# WHAT NEEDS TO BE DONE
How many of the lines below contain the word "plant"? Reply with the number alone.

# SUPPLIED MATERIAL
--

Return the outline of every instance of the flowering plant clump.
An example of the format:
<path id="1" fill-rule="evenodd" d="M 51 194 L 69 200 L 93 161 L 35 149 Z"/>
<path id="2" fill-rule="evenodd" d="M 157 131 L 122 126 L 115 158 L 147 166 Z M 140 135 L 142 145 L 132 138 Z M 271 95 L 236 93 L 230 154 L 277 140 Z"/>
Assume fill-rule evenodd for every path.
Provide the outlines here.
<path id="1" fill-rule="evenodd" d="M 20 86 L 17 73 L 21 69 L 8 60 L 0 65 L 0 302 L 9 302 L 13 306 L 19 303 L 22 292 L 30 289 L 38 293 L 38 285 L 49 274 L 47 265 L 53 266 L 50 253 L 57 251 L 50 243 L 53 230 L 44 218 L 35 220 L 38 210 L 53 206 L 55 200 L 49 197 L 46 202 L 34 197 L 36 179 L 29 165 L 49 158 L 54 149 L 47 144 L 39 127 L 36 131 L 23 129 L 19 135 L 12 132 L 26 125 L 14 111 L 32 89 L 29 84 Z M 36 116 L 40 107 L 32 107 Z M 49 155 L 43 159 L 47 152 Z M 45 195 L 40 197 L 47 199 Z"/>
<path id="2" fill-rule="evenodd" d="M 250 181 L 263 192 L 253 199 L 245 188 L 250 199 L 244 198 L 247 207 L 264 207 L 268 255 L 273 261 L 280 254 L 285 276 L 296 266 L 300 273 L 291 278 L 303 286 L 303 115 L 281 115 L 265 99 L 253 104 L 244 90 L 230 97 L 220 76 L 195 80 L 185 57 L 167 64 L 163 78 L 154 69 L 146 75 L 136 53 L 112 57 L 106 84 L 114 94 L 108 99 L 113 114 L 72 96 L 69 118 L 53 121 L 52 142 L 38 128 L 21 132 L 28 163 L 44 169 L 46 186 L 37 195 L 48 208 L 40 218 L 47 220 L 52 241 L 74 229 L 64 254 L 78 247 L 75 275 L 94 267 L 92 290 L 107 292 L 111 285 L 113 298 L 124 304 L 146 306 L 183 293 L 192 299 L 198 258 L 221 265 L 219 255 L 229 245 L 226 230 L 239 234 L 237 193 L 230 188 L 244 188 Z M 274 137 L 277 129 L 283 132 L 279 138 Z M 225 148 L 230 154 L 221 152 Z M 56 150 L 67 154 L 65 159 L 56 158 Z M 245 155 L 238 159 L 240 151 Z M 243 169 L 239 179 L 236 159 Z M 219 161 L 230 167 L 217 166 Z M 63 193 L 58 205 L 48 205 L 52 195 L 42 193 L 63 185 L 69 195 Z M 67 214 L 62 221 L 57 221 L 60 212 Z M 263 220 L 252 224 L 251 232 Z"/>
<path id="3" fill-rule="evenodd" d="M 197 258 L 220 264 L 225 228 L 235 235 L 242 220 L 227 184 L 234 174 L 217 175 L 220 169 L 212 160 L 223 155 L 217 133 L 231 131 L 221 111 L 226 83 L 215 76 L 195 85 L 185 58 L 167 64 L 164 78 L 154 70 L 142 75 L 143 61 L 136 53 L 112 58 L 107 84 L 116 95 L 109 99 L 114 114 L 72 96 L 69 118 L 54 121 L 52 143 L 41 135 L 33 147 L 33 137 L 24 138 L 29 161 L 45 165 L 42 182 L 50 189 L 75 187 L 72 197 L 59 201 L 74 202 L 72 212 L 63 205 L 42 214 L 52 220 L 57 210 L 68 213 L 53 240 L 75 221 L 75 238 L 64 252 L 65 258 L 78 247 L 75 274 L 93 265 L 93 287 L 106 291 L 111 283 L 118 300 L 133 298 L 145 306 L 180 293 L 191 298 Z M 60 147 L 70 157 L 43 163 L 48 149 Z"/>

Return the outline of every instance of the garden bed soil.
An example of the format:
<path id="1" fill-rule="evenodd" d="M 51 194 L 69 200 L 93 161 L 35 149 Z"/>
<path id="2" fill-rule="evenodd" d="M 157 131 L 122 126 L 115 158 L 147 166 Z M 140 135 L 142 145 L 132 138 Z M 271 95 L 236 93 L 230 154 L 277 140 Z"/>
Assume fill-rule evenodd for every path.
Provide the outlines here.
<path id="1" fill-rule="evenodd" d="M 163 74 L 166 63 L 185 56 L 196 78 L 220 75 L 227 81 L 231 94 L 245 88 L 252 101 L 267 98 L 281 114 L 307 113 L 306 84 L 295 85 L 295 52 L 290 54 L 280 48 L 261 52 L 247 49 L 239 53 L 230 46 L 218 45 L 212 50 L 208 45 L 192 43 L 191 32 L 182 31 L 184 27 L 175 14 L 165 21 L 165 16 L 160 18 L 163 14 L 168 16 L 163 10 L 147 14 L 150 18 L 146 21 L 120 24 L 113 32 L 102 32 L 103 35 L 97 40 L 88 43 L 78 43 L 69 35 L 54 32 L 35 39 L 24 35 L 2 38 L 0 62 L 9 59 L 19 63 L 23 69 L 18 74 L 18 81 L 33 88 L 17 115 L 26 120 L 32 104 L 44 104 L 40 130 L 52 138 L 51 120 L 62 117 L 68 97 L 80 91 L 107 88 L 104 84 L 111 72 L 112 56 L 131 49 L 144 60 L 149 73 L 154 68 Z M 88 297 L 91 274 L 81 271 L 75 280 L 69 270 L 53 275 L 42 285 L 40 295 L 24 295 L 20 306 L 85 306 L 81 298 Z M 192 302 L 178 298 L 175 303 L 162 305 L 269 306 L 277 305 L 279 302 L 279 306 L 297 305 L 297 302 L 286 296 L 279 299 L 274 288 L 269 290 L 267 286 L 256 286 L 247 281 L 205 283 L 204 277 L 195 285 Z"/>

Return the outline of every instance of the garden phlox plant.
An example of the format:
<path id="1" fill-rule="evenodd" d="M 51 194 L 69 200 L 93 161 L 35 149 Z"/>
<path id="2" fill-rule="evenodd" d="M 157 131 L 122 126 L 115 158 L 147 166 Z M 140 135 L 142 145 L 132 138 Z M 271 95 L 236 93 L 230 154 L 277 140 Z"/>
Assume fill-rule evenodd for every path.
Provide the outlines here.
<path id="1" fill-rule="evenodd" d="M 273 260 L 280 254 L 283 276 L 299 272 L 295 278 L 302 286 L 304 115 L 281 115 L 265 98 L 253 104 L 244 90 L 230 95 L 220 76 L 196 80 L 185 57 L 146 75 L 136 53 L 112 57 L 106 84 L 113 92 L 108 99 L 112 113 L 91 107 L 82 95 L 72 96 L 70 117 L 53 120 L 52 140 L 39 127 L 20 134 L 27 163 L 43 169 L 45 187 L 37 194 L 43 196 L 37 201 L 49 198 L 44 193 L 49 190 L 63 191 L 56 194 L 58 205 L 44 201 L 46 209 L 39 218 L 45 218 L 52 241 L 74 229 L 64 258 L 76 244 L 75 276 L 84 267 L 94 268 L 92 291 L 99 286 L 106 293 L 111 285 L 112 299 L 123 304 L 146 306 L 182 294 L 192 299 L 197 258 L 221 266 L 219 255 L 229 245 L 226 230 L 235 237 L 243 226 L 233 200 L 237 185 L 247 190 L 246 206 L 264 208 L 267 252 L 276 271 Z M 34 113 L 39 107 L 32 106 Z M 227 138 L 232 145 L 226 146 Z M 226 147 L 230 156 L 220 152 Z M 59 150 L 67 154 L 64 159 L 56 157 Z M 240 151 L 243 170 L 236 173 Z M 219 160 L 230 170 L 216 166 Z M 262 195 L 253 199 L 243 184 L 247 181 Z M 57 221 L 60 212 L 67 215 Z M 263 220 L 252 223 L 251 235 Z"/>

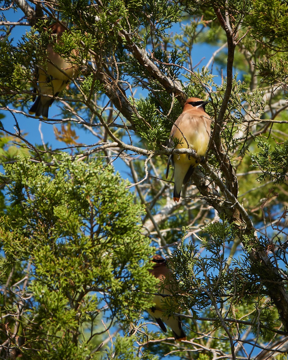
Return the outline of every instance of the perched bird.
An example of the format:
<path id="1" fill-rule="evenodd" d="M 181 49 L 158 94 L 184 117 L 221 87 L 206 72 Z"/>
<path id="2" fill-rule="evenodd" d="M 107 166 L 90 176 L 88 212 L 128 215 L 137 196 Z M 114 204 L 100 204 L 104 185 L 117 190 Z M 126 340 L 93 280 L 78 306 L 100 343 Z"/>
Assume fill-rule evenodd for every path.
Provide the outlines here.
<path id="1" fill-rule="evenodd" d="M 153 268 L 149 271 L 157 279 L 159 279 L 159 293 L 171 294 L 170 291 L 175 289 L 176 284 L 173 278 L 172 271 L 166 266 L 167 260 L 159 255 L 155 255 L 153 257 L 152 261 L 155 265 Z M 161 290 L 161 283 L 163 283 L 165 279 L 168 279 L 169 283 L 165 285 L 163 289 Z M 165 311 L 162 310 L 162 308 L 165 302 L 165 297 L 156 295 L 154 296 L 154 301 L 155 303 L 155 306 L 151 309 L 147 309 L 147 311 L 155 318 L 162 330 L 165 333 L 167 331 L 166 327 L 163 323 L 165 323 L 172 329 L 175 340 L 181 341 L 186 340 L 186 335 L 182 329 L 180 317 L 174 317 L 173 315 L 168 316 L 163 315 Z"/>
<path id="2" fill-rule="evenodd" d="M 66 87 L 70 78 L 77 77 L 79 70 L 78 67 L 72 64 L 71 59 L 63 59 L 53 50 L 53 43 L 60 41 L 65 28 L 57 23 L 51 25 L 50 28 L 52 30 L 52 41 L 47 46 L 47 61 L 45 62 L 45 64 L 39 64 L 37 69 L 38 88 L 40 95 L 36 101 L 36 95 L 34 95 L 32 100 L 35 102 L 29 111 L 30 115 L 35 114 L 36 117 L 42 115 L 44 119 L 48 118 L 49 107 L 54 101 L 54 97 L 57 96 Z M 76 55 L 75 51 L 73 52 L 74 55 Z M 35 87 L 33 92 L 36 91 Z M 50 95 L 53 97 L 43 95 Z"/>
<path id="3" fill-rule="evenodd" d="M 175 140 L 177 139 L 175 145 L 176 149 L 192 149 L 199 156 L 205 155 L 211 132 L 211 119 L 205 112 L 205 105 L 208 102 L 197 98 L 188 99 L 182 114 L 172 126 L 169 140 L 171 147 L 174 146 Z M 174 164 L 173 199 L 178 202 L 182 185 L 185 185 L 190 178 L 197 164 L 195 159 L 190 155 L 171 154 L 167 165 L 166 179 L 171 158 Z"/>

--

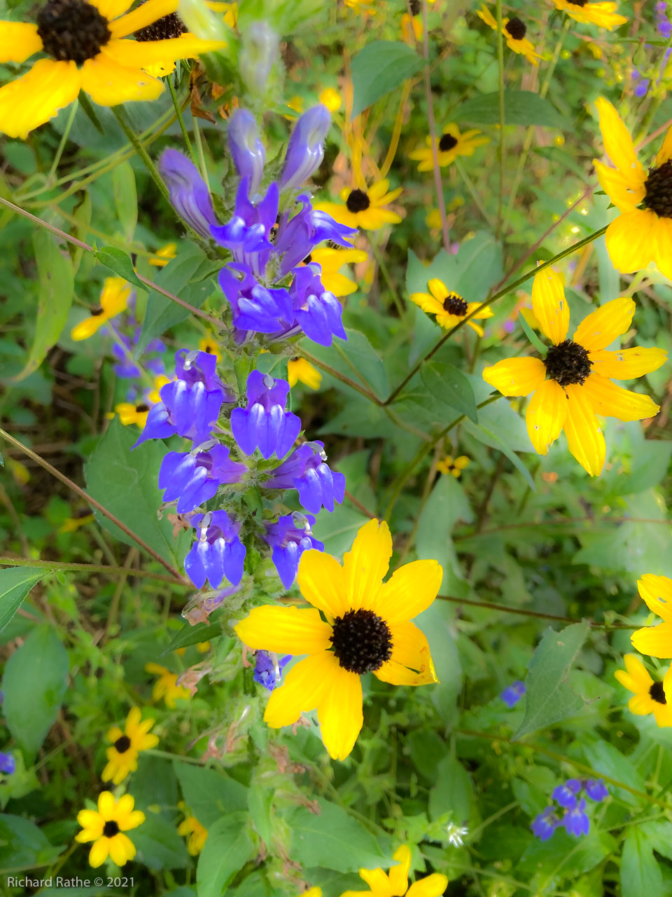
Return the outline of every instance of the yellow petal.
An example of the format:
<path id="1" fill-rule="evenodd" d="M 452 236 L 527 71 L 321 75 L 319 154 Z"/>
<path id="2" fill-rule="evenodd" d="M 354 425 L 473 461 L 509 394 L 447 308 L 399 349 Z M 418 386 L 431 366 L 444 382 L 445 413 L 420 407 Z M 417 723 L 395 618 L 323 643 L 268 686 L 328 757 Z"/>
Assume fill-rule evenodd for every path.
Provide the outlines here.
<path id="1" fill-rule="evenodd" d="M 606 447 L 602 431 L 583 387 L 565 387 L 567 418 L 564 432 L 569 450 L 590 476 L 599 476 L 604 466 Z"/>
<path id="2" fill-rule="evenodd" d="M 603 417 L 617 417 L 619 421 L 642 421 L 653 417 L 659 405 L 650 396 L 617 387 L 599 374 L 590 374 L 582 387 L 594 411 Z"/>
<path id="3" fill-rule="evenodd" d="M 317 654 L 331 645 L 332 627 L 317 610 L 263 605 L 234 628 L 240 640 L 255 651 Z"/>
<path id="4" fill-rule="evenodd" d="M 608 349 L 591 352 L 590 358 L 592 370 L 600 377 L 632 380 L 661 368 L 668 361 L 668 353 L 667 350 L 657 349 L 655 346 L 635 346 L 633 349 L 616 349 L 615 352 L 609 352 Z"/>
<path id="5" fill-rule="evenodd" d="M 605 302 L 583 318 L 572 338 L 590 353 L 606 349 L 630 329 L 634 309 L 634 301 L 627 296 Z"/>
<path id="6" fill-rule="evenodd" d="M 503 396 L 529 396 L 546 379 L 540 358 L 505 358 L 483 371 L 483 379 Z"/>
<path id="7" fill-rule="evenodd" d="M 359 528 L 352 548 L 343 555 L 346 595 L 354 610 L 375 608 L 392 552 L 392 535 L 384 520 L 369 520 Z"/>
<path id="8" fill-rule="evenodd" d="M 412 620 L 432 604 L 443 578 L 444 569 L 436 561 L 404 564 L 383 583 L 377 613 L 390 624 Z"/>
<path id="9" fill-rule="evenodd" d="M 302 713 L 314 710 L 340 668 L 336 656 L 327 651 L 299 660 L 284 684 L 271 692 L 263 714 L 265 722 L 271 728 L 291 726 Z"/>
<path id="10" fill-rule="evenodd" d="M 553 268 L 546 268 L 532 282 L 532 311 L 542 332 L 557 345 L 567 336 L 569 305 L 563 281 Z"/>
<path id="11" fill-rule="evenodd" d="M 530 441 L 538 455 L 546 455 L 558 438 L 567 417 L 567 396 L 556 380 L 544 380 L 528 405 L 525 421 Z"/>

--

# RESULT OF THE TASK
2